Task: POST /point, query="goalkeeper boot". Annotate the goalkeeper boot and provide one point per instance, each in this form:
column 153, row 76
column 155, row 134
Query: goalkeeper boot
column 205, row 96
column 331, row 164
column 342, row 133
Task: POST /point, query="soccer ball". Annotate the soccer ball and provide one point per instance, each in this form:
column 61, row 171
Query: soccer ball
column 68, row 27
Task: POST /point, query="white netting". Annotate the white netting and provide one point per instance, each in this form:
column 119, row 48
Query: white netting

+ + + + + + +

- [WORK TO DO]: Rewrite the records above so that every "Annotate" becomes "Label", and leave everything else unchanged.

- [SOLUTION FOR THIS EXERCISE]:
Task: POST /point, query="goalkeeper boot". Label the goalkeeper boot and provide one point per instance, each in this form:
column 153, row 76
column 155, row 134
Query: goalkeeper boot
column 205, row 96
column 331, row 164
column 342, row 133
Task: POST /point, query="soccer ball". Label the soccer ball and provide one point per instance, each in this form:
column 61, row 171
Query: soccer ball
column 68, row 27
Task: POST /point, query="white netting". Label the white netting and provide one point per instance, each in this form:
column 119, row 48
Query: white netting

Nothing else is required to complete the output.